**Task to carry out**
Going down the data below, set down exactly the line with "Drop a marker on every instance of the purple" and each line after it through the line with "hull? Indicate one point per instance."; no other lines.

**Information given**
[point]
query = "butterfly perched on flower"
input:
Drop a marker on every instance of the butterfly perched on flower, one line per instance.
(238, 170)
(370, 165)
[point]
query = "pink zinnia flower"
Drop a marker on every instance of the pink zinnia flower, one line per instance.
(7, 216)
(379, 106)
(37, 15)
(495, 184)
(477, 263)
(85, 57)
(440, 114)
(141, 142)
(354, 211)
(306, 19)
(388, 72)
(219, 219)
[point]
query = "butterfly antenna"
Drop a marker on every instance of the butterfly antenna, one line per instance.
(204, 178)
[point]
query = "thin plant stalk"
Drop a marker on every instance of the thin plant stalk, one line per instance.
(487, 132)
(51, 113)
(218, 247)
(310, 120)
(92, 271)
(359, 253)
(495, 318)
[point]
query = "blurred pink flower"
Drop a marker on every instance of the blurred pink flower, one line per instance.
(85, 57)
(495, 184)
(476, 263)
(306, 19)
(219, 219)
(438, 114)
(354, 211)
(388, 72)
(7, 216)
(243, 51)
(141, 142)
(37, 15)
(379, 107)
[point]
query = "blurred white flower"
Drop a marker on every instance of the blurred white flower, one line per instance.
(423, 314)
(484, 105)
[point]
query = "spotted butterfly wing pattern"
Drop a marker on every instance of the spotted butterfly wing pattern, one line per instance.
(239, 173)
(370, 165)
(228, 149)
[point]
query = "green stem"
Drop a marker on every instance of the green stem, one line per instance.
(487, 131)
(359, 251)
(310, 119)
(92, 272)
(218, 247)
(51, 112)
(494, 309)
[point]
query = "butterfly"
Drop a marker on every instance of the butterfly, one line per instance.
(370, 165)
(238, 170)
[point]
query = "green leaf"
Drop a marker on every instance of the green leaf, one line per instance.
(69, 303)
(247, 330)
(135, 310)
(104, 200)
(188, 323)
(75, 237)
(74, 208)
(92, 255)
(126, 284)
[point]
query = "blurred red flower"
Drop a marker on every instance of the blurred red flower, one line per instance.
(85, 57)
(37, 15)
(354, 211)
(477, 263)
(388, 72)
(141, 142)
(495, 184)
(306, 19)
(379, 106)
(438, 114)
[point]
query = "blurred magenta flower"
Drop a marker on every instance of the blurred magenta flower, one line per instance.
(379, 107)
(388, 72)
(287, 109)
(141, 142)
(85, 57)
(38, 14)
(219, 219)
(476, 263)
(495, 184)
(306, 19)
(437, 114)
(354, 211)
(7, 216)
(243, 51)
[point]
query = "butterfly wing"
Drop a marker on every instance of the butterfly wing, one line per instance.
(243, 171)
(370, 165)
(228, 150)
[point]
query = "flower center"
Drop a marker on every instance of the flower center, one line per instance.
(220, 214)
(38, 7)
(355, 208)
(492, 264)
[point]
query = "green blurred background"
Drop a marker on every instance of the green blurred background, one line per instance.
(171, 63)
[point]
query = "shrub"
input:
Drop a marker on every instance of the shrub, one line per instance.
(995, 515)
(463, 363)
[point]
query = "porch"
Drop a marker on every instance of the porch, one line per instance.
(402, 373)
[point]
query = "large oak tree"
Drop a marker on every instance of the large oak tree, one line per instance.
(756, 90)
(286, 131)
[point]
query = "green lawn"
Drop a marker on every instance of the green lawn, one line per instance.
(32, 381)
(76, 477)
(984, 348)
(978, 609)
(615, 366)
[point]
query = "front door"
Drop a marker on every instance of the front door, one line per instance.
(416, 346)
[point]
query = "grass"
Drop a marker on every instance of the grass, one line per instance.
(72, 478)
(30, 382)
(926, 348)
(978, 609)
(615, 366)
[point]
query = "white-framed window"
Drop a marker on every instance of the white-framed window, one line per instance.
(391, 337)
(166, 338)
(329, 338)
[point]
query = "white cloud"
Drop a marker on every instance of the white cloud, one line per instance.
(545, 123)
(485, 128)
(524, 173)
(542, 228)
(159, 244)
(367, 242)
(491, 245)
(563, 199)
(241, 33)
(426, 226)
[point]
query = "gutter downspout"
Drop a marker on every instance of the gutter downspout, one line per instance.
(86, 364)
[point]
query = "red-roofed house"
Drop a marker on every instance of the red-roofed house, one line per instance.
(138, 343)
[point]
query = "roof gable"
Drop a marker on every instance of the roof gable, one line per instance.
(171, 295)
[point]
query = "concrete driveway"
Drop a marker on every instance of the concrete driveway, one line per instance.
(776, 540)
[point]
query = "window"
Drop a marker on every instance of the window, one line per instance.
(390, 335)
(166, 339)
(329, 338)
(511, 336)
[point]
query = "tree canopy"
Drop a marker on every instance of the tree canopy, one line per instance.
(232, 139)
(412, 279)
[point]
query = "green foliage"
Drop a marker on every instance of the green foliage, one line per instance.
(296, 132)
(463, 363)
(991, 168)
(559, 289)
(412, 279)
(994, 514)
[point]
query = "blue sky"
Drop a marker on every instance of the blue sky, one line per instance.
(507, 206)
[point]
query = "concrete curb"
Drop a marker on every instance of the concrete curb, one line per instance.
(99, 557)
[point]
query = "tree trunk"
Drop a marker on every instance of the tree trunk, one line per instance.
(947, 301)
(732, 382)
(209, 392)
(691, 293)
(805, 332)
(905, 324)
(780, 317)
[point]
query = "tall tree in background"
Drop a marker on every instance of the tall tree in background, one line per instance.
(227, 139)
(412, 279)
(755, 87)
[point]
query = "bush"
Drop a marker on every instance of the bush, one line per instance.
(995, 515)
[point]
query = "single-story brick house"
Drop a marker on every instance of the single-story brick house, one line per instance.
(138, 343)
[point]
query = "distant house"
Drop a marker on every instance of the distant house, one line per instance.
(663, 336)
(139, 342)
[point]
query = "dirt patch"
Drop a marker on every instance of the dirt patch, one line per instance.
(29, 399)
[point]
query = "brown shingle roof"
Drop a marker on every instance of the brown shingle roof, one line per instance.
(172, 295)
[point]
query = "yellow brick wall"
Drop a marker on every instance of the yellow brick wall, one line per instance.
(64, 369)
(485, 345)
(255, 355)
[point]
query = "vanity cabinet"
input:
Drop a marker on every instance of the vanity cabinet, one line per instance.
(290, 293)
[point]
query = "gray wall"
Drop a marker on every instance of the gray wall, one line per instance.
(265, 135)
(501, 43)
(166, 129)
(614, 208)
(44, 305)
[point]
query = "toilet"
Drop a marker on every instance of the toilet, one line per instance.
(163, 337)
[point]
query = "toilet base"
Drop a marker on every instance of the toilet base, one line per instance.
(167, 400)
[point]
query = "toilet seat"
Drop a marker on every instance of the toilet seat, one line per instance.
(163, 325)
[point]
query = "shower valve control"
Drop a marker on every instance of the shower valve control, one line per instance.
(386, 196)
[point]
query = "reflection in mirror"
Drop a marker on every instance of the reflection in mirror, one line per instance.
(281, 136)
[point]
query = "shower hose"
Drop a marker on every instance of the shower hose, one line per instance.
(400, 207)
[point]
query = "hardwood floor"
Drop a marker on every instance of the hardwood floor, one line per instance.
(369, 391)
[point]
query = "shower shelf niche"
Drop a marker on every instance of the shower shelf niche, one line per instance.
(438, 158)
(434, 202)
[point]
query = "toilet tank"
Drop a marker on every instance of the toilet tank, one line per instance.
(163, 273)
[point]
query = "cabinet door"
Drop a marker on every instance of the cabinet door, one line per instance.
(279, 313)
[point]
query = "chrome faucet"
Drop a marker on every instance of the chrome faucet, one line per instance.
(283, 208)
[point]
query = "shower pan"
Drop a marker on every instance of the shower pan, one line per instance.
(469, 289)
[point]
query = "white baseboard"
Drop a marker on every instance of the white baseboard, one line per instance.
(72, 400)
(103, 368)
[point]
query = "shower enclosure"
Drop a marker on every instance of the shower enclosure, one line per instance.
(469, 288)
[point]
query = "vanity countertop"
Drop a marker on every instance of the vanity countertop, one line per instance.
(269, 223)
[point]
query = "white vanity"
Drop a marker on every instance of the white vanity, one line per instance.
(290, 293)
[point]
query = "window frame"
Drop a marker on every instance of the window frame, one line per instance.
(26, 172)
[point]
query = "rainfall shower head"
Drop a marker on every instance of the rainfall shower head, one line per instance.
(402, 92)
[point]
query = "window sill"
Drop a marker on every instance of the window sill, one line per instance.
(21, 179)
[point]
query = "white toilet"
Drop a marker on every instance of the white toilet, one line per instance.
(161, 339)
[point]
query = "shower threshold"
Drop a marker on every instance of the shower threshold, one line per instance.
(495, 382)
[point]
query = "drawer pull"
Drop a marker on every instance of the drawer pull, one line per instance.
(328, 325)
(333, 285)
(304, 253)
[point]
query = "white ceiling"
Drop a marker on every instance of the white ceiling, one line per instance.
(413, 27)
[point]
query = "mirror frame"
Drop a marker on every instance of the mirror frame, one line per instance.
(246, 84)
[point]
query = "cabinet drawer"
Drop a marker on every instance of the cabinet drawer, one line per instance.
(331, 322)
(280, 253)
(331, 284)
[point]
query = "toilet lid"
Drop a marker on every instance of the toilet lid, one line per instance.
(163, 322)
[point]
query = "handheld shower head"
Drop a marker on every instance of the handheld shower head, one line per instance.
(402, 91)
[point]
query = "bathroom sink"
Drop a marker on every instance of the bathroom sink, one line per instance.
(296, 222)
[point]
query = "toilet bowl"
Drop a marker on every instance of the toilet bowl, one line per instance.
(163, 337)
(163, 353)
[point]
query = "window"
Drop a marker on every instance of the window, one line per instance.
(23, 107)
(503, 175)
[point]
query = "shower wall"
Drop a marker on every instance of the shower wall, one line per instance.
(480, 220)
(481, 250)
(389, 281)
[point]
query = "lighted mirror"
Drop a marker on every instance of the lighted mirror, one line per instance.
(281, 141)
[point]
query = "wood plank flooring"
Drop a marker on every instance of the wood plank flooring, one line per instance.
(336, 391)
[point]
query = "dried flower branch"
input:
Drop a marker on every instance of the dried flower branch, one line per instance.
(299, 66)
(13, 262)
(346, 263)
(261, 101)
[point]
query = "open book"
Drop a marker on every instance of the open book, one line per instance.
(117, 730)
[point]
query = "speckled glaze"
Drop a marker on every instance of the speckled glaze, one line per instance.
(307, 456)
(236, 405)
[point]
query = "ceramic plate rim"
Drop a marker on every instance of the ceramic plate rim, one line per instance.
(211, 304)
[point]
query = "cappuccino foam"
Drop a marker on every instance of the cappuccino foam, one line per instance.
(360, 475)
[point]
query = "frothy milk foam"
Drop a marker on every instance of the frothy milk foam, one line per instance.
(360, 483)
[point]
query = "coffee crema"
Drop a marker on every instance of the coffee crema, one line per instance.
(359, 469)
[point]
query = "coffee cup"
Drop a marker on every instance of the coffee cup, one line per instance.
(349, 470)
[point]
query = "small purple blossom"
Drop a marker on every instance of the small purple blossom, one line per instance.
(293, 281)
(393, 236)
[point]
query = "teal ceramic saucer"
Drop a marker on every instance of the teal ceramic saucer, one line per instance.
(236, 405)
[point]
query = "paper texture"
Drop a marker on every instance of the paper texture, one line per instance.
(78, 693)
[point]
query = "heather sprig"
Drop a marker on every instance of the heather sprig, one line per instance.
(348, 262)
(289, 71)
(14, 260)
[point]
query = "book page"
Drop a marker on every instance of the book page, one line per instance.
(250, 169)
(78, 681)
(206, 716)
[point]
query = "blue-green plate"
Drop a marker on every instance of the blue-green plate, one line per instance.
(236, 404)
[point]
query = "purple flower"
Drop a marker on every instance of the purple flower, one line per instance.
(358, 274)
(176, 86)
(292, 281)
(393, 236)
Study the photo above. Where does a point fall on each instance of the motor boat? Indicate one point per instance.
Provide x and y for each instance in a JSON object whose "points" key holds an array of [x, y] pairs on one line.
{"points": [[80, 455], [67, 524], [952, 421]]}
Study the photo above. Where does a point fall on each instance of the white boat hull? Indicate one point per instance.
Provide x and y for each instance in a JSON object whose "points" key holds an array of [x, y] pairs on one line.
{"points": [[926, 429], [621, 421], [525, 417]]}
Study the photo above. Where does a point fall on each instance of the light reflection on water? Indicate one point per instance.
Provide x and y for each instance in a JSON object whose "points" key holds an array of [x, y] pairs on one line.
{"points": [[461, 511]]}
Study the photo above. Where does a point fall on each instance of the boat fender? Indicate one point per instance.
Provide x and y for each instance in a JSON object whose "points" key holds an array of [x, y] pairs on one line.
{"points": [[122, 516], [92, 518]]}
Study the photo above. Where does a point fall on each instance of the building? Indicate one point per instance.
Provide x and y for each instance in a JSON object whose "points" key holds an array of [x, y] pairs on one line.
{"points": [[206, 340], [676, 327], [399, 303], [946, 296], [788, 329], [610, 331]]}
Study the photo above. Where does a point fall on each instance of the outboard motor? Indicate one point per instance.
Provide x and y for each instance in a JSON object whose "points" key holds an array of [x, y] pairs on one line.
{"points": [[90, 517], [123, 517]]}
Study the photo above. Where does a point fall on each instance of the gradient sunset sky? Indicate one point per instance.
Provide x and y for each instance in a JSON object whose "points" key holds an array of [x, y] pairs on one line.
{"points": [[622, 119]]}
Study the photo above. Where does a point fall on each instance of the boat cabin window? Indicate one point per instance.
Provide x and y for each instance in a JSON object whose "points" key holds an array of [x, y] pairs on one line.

**Exercise solution**
Drop a marker on every instance of the purple flower, one line per instance.
(358, 274)
(176, 86)
(292, 281)
(393, 236)
Study the photo above. Where does a point fall on each instance of the motor boat? Indicate one point per instance.
Provide x and y for each instance in a JSON object whose "points" key holds an array of [x, y] pairs on one line.
{"points": [[80, 455], [67, 524], [952, 421]]}
Study the photo above. Where does a point fall on each instance of the white boat hull? Indicate one point per instance.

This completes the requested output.